◆ Source material ◆
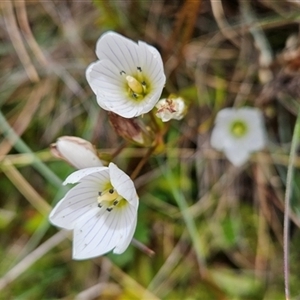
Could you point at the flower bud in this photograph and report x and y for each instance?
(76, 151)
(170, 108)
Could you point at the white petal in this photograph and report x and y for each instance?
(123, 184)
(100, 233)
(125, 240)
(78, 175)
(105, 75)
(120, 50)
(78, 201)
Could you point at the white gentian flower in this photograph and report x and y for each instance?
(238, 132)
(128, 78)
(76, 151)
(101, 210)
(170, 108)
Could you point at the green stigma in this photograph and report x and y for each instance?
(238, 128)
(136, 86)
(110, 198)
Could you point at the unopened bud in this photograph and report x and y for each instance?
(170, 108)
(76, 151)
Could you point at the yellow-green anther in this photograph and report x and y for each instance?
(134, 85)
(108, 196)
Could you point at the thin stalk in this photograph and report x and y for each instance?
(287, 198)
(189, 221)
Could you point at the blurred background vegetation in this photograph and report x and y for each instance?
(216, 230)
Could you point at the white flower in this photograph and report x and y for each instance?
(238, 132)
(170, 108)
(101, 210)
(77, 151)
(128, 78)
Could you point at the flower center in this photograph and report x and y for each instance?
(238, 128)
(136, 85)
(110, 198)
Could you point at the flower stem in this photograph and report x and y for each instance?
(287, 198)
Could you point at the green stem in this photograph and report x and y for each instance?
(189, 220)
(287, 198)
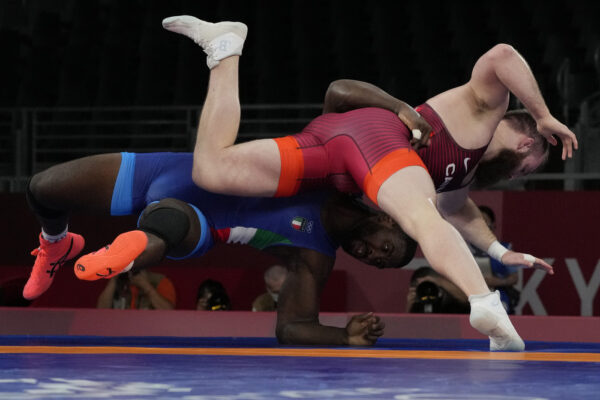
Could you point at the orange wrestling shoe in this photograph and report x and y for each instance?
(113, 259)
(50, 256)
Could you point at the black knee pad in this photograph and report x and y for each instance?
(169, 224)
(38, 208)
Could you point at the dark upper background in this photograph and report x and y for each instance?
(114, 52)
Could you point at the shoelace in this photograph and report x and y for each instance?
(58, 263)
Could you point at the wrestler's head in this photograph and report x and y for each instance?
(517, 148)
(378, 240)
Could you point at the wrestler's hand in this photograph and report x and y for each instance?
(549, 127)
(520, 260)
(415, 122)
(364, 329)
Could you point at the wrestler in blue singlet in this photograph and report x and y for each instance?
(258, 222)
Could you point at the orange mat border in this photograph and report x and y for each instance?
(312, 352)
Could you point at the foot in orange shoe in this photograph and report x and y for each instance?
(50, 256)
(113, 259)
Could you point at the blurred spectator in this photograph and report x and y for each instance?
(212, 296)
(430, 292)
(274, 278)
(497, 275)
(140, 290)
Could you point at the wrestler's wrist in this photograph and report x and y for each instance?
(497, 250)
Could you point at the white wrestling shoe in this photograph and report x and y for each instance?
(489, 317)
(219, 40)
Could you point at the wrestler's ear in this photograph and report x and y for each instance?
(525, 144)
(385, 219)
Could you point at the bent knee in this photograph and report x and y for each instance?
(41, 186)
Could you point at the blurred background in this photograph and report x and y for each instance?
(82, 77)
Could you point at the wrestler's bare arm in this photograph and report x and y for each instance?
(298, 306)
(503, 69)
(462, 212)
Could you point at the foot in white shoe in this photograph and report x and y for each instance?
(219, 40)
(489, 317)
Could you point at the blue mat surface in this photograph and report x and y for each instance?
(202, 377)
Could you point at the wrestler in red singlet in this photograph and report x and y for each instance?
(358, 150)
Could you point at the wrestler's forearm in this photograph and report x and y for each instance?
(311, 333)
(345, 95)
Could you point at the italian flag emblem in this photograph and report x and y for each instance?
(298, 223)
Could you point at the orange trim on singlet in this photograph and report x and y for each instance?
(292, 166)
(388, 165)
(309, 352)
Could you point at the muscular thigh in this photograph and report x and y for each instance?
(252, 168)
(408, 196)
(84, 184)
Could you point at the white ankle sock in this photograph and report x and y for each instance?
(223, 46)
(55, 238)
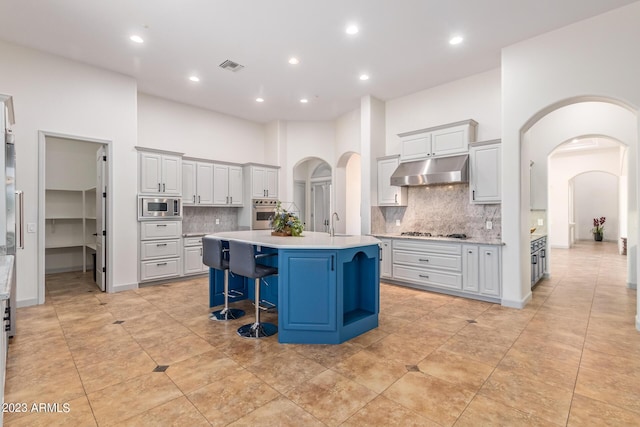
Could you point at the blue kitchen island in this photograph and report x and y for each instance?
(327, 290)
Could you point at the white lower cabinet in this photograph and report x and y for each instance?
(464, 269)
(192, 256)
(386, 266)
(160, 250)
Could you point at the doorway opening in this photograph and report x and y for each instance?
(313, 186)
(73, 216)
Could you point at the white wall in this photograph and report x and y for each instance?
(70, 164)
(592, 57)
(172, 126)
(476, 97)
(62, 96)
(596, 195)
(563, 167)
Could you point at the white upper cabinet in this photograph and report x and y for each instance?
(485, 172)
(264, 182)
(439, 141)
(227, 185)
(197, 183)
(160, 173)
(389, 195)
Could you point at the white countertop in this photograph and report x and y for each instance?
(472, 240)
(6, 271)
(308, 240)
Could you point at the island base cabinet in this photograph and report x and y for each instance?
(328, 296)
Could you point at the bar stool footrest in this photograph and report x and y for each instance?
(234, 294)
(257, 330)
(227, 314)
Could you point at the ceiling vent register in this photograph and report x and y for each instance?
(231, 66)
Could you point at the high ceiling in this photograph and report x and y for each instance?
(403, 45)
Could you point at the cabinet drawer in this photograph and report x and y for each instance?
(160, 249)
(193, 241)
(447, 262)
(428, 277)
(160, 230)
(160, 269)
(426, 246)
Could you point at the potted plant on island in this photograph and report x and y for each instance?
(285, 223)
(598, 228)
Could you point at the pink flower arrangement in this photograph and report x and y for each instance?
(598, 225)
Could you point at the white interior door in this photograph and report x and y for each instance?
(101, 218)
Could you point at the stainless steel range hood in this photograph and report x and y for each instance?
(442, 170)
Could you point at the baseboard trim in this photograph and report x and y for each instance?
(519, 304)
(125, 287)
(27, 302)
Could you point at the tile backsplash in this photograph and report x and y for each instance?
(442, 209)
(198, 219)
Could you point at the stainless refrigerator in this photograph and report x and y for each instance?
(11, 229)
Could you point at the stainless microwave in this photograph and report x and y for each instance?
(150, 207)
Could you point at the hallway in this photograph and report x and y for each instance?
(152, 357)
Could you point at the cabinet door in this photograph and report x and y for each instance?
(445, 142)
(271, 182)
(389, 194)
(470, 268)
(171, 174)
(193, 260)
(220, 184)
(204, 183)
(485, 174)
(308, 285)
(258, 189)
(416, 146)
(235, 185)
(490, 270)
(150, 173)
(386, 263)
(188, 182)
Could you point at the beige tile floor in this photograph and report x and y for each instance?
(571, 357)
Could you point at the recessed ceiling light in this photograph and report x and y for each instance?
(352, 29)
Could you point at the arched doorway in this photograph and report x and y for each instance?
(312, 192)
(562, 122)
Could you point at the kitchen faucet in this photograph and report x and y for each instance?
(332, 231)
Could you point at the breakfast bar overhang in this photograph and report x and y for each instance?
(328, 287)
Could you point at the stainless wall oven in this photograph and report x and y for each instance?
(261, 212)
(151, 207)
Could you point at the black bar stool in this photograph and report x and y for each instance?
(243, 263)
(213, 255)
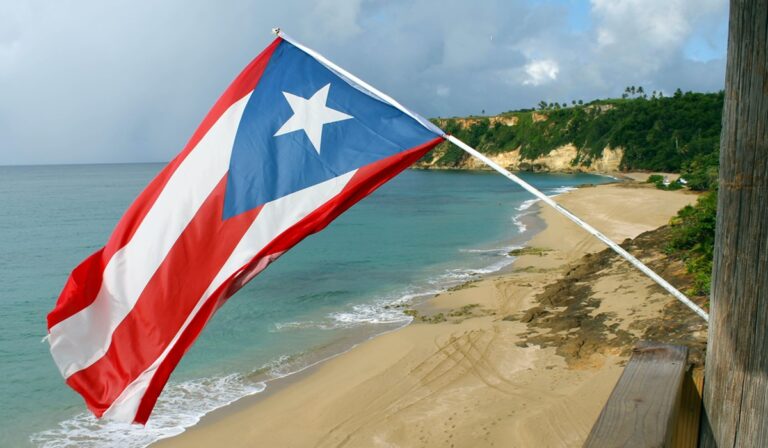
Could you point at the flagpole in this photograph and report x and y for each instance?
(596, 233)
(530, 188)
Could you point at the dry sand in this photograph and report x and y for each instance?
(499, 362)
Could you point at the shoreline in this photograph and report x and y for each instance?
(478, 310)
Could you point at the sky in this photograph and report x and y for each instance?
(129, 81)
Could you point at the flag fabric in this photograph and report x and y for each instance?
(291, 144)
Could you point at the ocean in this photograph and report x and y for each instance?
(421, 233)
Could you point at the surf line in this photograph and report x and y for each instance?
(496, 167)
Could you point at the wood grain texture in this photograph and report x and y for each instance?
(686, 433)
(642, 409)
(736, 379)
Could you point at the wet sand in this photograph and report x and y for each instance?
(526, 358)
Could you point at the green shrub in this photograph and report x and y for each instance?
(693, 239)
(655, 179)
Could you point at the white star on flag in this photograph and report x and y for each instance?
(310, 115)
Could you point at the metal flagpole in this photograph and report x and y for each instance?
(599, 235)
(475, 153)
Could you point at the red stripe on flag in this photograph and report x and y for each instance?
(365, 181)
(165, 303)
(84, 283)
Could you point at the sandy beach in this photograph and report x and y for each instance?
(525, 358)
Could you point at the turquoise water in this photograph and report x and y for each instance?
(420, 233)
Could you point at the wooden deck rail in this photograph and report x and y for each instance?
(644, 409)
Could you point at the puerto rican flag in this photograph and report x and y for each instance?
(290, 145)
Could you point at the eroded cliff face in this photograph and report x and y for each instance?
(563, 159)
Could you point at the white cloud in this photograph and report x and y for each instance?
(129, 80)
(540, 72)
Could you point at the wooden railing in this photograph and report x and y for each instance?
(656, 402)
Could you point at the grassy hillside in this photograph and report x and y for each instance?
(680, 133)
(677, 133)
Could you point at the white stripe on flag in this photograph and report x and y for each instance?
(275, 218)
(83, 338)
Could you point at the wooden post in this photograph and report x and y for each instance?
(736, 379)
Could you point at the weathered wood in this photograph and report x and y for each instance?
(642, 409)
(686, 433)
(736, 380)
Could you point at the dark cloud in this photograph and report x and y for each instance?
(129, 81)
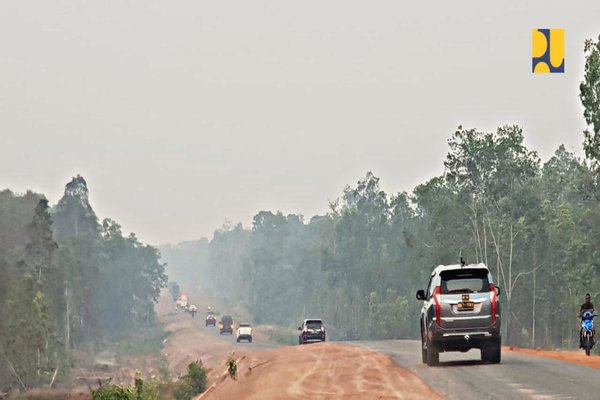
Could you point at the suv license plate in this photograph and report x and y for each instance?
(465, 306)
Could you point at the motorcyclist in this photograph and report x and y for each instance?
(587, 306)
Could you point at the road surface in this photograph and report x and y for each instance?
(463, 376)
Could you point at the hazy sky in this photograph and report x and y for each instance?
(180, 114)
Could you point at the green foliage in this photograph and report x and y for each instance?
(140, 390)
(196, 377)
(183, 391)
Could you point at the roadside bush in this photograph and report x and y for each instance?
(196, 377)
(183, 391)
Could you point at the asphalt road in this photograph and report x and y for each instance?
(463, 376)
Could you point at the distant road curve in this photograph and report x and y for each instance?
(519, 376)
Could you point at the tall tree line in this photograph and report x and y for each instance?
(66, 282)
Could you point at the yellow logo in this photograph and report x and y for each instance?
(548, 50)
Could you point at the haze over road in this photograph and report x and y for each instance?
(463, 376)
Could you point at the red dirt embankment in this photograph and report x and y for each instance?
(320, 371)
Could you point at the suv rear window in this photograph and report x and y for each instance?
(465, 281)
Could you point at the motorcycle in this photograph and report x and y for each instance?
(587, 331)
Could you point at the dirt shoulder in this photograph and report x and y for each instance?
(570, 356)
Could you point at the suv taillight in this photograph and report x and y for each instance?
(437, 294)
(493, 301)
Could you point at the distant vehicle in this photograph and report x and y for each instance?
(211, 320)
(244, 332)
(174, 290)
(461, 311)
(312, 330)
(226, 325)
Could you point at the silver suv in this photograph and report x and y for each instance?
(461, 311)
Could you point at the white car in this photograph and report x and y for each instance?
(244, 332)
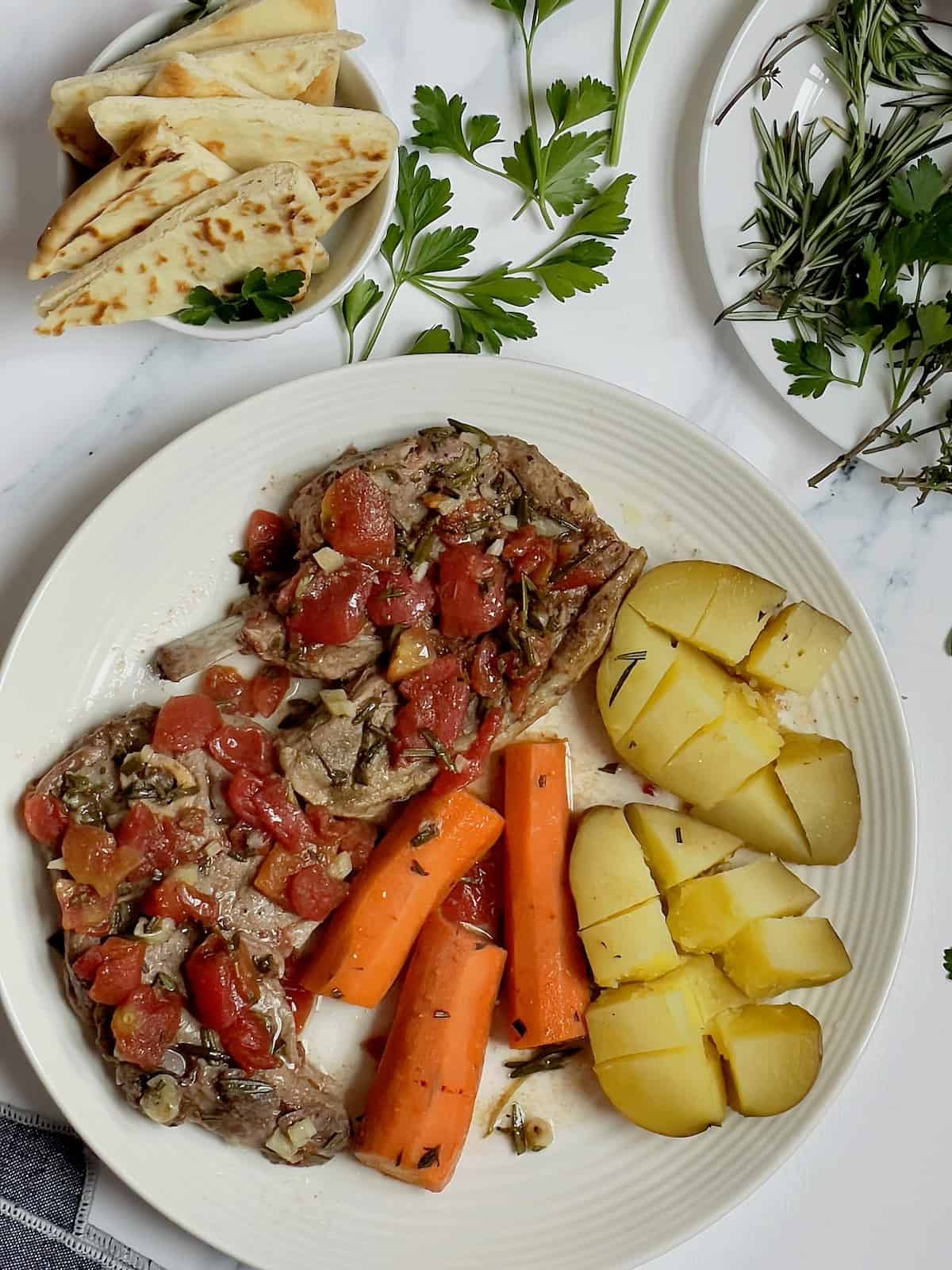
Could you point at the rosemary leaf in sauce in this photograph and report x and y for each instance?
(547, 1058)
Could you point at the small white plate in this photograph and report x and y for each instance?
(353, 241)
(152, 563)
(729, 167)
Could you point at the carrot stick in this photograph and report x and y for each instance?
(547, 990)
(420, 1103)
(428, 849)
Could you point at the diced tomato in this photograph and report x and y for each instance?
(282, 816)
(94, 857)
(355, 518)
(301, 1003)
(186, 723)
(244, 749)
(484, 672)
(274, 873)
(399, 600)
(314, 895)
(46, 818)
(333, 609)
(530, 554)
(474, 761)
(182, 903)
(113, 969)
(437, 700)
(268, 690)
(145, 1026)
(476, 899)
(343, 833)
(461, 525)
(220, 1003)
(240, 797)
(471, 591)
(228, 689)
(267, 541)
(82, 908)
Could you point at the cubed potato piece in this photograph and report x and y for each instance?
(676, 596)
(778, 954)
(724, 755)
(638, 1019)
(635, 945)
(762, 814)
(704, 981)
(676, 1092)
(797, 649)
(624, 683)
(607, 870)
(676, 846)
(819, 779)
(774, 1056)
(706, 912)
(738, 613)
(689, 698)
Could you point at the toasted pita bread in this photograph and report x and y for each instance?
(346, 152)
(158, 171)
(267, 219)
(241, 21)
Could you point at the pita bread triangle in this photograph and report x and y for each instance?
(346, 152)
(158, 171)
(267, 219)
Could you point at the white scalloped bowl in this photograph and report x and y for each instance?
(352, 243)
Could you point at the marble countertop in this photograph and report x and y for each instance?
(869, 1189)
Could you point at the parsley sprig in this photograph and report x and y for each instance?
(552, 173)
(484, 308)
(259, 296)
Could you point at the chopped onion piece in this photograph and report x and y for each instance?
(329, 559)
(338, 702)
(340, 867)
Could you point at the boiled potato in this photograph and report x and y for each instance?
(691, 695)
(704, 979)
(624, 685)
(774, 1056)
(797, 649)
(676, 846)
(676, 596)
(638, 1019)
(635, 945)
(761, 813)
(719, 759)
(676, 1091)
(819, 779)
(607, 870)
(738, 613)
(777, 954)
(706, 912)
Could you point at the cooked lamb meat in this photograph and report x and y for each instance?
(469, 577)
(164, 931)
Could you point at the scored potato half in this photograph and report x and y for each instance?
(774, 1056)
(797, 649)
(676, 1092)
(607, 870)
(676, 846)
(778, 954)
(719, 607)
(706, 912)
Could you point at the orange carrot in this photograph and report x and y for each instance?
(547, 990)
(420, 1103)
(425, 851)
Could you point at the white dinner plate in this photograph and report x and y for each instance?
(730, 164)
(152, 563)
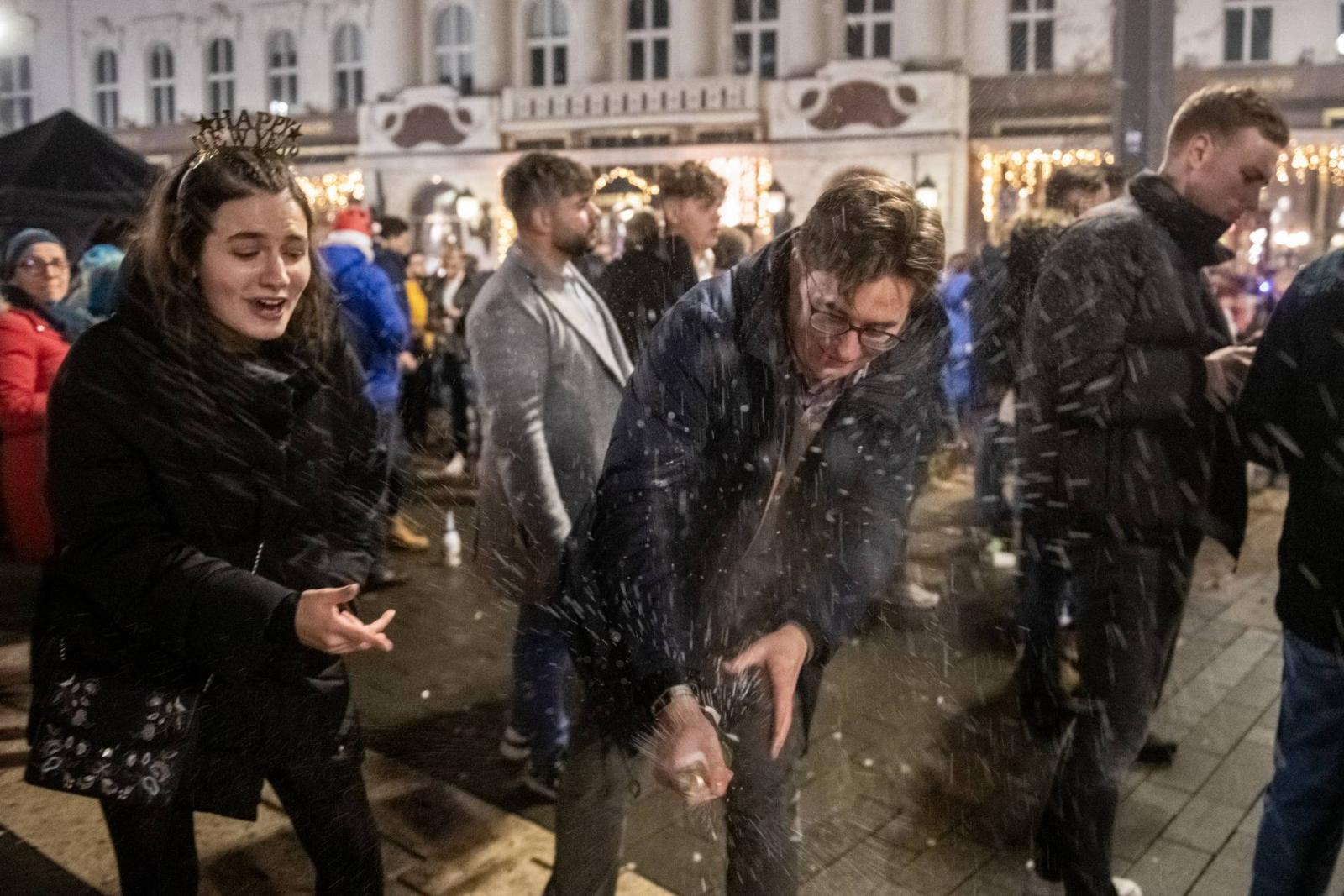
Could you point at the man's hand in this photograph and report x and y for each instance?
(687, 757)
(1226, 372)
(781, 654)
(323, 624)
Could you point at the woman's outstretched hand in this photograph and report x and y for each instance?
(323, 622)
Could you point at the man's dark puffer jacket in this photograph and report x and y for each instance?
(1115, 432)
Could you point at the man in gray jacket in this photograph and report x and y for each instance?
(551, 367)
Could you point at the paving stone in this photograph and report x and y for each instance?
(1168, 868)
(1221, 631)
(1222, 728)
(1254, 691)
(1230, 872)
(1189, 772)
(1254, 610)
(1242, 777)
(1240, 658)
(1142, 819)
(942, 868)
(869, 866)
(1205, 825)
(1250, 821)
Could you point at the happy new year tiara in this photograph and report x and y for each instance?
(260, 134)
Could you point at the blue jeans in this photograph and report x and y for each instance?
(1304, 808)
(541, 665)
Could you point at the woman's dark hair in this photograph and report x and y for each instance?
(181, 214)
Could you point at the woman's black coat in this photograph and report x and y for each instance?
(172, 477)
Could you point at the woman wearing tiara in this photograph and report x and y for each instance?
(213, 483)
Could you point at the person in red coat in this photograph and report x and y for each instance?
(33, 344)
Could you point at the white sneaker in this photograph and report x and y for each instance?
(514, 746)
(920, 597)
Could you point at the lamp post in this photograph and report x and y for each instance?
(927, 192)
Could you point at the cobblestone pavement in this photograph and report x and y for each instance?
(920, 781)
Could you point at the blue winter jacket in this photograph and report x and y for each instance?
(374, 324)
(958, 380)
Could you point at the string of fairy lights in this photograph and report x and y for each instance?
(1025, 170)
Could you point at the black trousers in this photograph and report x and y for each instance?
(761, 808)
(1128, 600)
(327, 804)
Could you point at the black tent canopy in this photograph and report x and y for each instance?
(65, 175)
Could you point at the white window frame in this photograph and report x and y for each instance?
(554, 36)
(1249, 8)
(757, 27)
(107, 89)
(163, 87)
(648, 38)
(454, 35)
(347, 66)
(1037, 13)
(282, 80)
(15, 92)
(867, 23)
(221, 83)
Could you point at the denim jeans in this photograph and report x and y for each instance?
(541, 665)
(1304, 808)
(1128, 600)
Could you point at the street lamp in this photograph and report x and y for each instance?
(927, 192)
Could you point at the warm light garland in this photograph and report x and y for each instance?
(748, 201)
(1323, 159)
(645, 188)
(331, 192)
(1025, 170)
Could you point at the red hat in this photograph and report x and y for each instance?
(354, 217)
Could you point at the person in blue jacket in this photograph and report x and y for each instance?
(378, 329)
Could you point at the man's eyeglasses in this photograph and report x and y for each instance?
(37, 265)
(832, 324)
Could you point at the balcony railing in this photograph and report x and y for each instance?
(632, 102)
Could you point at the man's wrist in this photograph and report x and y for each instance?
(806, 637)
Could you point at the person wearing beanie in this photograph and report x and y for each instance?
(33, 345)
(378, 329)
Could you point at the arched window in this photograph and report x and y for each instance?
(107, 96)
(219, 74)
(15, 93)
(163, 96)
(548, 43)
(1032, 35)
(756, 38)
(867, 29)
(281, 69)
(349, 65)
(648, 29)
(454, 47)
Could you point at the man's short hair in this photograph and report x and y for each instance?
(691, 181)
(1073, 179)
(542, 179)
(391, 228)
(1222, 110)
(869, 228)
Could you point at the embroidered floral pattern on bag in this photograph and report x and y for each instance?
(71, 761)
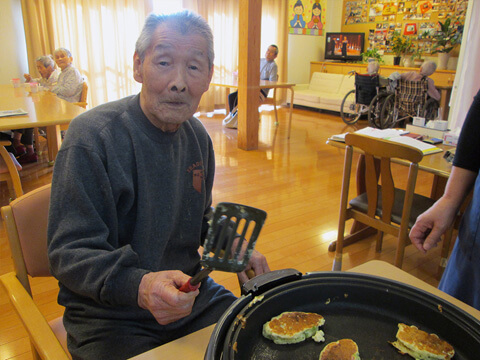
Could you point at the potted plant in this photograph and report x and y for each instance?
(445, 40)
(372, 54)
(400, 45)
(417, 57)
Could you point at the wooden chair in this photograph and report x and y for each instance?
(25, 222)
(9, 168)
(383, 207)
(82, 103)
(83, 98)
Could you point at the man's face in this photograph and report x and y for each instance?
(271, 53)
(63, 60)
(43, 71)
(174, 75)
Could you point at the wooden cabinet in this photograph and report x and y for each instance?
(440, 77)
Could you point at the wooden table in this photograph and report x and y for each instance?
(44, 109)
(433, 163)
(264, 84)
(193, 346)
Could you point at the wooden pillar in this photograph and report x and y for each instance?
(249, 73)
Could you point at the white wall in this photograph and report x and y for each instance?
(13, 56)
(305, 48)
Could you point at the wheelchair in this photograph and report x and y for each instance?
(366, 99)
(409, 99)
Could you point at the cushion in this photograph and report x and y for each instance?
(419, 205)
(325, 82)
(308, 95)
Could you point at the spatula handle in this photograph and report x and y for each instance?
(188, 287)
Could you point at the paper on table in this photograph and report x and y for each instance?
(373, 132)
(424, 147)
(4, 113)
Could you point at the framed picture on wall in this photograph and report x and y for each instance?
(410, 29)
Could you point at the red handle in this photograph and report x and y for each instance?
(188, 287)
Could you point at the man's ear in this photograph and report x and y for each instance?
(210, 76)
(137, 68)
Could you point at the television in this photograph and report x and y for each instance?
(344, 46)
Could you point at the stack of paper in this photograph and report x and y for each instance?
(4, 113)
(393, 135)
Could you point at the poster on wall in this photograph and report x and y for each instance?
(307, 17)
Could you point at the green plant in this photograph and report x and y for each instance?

◆ Objective ◆
Find the line with "Could you point at the red handle" in the listing above, then write out that line and each remaining line exactly, with no other text.

◆ Solution to this problem ◆
Could you point at the red handle in this photograph and report x and y for each instance?
(188, 287)
Could you point at the man's ear in this photograph and report x and y for each instance?
(210, 76)
(137, 68)
Could you point at the television in this photograph and report x and y for each instance?
(344, 46)
Could you point at the stack of paper in this photograph and report x and y for each instance?
(4, 113)
(393, 135)
Could you point at the poster on wall in this photograph and report x and y for each instance?
(307, 17)
Could you point at the green plant in this photograph and report x and y for each instance?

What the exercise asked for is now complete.